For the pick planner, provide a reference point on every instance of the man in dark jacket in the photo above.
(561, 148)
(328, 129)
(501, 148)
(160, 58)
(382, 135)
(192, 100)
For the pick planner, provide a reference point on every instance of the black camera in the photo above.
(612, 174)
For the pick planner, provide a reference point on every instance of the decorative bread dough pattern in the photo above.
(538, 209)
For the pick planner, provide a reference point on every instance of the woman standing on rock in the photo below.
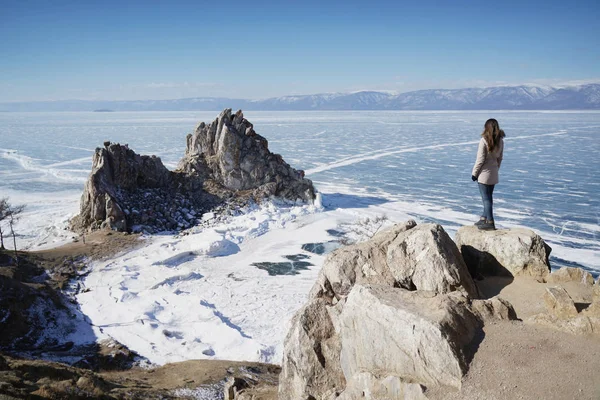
(485, 171)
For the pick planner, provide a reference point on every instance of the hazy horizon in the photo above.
(69, 50)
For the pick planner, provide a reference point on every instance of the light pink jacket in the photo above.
(487, 164)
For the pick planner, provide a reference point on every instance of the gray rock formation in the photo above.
(386, 318)
(240, 159)
(226, 164)
(579, 315)
(412, 257)
(511, 252)
(570, 274)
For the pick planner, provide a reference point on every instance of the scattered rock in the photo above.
(570, 274)
(233, 386)
(495, 308)
(366, 386)
(559, 303)
(579, 325)
(511, 252)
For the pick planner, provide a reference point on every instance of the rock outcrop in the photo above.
(239, 159)
(510, 252)
(570, 274)
(225, 162)
(578, 314)
(559, 303)
(386, 318)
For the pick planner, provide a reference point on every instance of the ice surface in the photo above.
(204, 295)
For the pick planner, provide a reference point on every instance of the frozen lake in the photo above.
(399, 164)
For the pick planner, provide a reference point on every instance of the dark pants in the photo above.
(488, 203)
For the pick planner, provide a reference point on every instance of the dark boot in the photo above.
(488, 225)
(480, 222)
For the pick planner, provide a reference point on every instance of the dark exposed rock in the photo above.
(226, 163)
(240, 159)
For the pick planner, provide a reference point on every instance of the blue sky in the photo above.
(51, 50)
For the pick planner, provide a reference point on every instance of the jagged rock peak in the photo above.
(240, 159)
(226, 164)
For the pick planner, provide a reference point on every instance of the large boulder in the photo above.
(240, 159)
(405, 334)
(571, 274)
(116, 168)
(226, 162)
(385, 318)
(413, 257)
(511, 252)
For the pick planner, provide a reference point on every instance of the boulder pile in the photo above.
(387, 318)
(510, 252)
(225, 163)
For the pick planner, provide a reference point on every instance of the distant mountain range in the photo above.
(582, 97)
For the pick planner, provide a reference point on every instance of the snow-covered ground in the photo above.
(213, 294)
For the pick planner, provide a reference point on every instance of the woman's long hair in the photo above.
(492, 134)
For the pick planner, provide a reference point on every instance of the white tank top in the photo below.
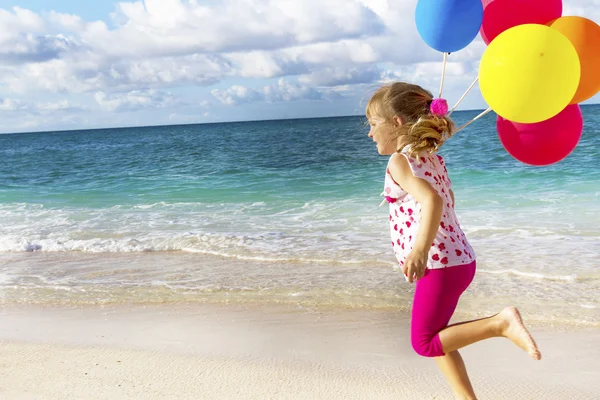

+++

Please reproduce every line of the records above word for word, leaving out the pictures.

**Reply**
For the pick planner, provide a reference point on every instance of the man in dark jacket in the photo above.
(561, 148)
(328, 129)
(501, 148)
(160, 58)
(382, 135)
(192, 100)
For the pick planner, provide a reference point on every instance of the black camera in the photo above.
(612, 174)
For the pick planner, provide a reference point on every instance of the decorative bread dough pattern in the photo above.
(538, 209)
For the pick planner, provide a reference point on every instance of the woman standing on rock in the photo below.
(485, 171)
For the pick planner, provide a reference point on every instance of the hazy horizon in the photo above.
(69, 50)
For the pick planner, provide a reference point on every instance of the light pink jacket in the photo above.
(487, 164)
For the pick planner, provide a reference point on every instance of the gray rock formation in the photo above.
(386, 318)
(240, 159)
(226, 164)
(579, 315)
(412, 257)
(511, 252)
(570, 274)
For the pick planner, provide a reference point on every instance of the scattered rock in the photo above.
(570, 274)
(233, 386)
(495, 308)
(366, 386)
(559, 303)
(579, 325)
(511, 252)
For the pick planner, provide a reference point on every instance of the rock outcrop in the photo above.
(239, 159)
(510, 252)
(570, 274)
(225, 162)
(578, 314)
(559, 303)
(386, 318)
For the pick planner, provide a reference point on every instance of the ice surface in the photo above.
(204, 295)
For the pick planner, provide a reference point on every instance of the frozen lake in the photo above.
(399, 164)
For the pick planner, provide a reference point on every instance of the dark pants in the photo above.
(488, 203)
For the pick planner, provide a reference point on every instance of the dark boot in the photo above.
(488, 225)
(480, 222)
For the pick planner, provide a reference point on every instance of the dark exposed rock in the photo above.
(226, 163)
(240, 159)
For the pick planner, provide a reference point on every instance of the blue sky in the photo above.
(51, 50)
For the pick planner, provide a reference point on every instance of the jagged rock peak in the photo above.
(240, 159)
(226, 164)
For the pick planner, provide a reference point on every instance of the large boulder in the photo above.
(240, 159)
(405, 334)
(571, 274)
(116, 168)
(226, 162)
(385, 318)
(413, 257)
(511, 252)
For the pick planner, provide a reference point on every instance of the boulder pile in the photo above.
(387, 318)
(510, 252)
(225, 163)
For the pick planner, provide a reference point on every instance of the distant mountain range in the photo above.
(582, 97)
For the pick planner, provide a reference point on every instance of the snow-covered ground in the photo above.
(213, 294)
For the pick planner, provide a reference point on every instance of the woman's long hair in the photo above.
(492, 134)
For the pick planner, provide a reference point on every instance of the white tank top in the photo below.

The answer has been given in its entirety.